Vivemos a era das “novas adições (ou dependências)”. Inicialmente, o conceito de dependência era aplicado a álcool e outras substâncias psico-ativas. Ao longo do tempo, outras categorias de comportamentos compulsivos foram incorporadas: jogo, sexo, comida e, agora, recentemente, atividade física. Essa última categoria tem sofrido, na última década, um florido desmembramento, gerando as sub-categorias da “dismorfia muscular” e agora, este ano, “dependência de fisiculturismo”.

Eu acredito que esses desdobramentos recentes representam um abuso do conceito de dependência, beirando o ridículo. Para explorar essa hipótese, é importante revisar o próprio conceito.

Goodman (A. Goodman, Addiction: definition and implications, 1: Br J Addict. 1990 Nov;85(11):1403-8.) identificou dificuldades para operacionalizar o conceito de “dependência” ou “adição” na teoria e prática da psiquiatria por falta de consenso em sua definição. Ele propõe a adoção de um conceito segundo o qual dependência é um comportamento que pode funcionar tanto para produzir prazer como para proporcionar uma fuga de descoforto interno, num padrão caracterizado por: 1. fracasso recorrente em controlar o comportamento (impotência); 2. manutenção do comportamento a despeito das consequências negativas (“unmanageability” – descontrole, incapacidade de administrar). No mesmo ano, Miele e colaboradores publicaram um trabalho comentando a maior abrangência do conceito de dependência química no DSM-III-R e ICD-10, manuais de referência diangóstica em psiquiatria. Nesses conceitos mais amplos, a definição não requer mais tolerância e sintomas de abstinência, dando maior ênfase aos aspectos de compulsividade. Dependência e desordens compulsivas e obsessivas se tornaram assim, bastante próximas e difíceis de distinguir.

- [TAREFA PROPOSTA 1]:
Extraia do texto sobre o conceito de dependência o trecho que vai de "Eu acredito que" a "o próprio conceito.", sem qualquer alteração.
- [TAREFA PROPOSTA 2]:
Escreva a continuação do texto sobre o conceito de dependência, começando logo após a última frase apresentada.
Os itens não têm nenhum papel nesta parte.

- [INFORMAÇÕES FORNECIDAS]:
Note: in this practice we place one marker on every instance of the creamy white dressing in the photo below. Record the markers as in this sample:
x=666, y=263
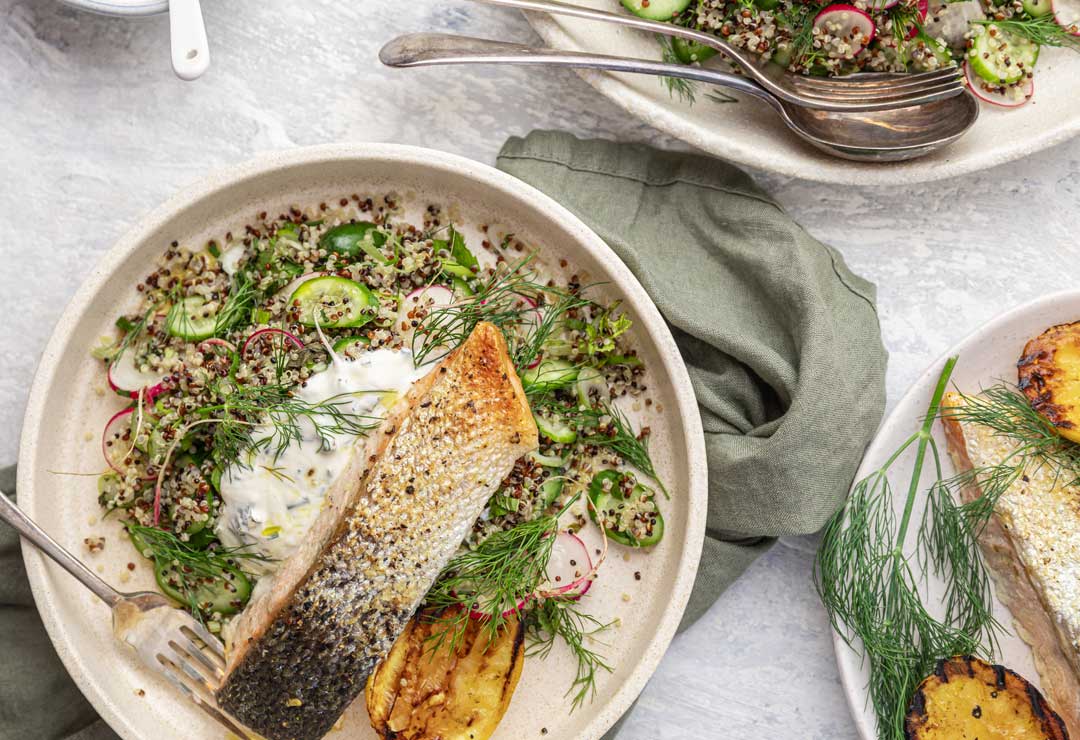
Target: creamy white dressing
x=231, y=257
x=270, y=503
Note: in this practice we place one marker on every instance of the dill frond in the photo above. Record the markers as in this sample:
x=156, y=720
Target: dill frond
x=676, y=85
x=869, y=578
x=562, y=618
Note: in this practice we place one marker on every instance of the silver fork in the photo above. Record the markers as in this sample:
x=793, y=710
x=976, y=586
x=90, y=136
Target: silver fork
x=165, y=638
x=852, y=93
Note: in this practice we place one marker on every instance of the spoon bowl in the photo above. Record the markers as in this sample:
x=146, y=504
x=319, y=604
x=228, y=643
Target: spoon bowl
x=882, y=135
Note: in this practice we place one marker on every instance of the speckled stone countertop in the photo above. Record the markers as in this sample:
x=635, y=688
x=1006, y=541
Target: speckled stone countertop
x=96, y=131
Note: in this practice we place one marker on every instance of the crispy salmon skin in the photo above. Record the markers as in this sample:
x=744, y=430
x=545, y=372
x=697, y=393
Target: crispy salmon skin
x=302, y=649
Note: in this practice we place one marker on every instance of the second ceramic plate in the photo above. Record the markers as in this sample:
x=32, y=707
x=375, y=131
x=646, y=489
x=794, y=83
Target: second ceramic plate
x=750, y=133
x=986, y=357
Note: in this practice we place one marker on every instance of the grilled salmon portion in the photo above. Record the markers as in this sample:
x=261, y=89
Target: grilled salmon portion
x=301, y=650
x=1031, y=546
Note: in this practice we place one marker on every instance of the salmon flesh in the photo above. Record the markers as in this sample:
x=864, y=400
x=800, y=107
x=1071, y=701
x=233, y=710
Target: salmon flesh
x=301, y=650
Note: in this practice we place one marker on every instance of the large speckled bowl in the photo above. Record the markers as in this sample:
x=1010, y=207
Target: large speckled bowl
x=748, y=132
x=69, y=404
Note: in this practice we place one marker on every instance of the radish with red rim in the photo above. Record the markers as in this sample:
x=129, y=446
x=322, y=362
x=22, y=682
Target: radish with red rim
x=127, y=380
x=118, y=440
x=1067, y=15
x=995, y=94
x=850, y=28
x=569, y=567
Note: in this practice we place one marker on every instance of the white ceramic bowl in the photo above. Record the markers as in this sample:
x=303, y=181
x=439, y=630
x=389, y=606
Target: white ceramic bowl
x=69, y=404
x=986, y=357
x=750, y=133
x=121, y=8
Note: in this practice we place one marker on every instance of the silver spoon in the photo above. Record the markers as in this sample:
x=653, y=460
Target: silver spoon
x=878, y=136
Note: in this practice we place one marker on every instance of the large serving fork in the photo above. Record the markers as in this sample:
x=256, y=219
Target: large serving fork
x=851, y=93
x=167, y=640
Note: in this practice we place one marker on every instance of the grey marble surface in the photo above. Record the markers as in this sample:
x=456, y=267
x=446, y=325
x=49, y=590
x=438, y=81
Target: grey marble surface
x=95, y=131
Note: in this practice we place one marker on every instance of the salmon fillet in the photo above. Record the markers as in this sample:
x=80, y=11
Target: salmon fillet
x=300, y=651
x=1030, y=546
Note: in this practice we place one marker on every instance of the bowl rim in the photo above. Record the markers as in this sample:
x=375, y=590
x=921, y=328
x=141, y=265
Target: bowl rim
x=120, y=8
x=226, y=178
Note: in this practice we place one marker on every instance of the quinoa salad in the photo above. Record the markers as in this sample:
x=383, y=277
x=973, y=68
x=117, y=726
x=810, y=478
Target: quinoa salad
x=254, y=362
x=996, y=41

- [RESPOSTA 1]:
Eu acredito que esses desdobramentos recentes representam um abuso do conceito de dependência, beirando o ridículo. Para explorar essa hipótese, é importante revisar o próprio conceito.

- [RESPOSTA 2]:
Para complicar o quadro, existe o conceito de “abuso”. “Abuso” de uma substância é o uso excessivo da mesma ou o uso da mesma para fins outros que aquele para o qual ela é destinada na medicina. Feingold e Rounsaville (Feingold A, Rounsaville B., Construct validity of the abuse-dependence distinction as measured by DSM-IV criteria for different psychoactive substances, Drug Alcohol Depend. 1995 Aug;39(2):99-109.) revisaram o emprego destes conceitos e concluiram que não há bases para uma distinção categórica entre abuso e dependência, estando os mesmos situados ao longo de um contínuum. Wideger e Smith, na mesma linha, apontam que esse é o continuum do descontrole sobre um comportamento (Widiger TA, Smith GT., Substance use disorder: abuse, dependence and dyscontrol., Addiction. 1994 Mar;89(3):267-82).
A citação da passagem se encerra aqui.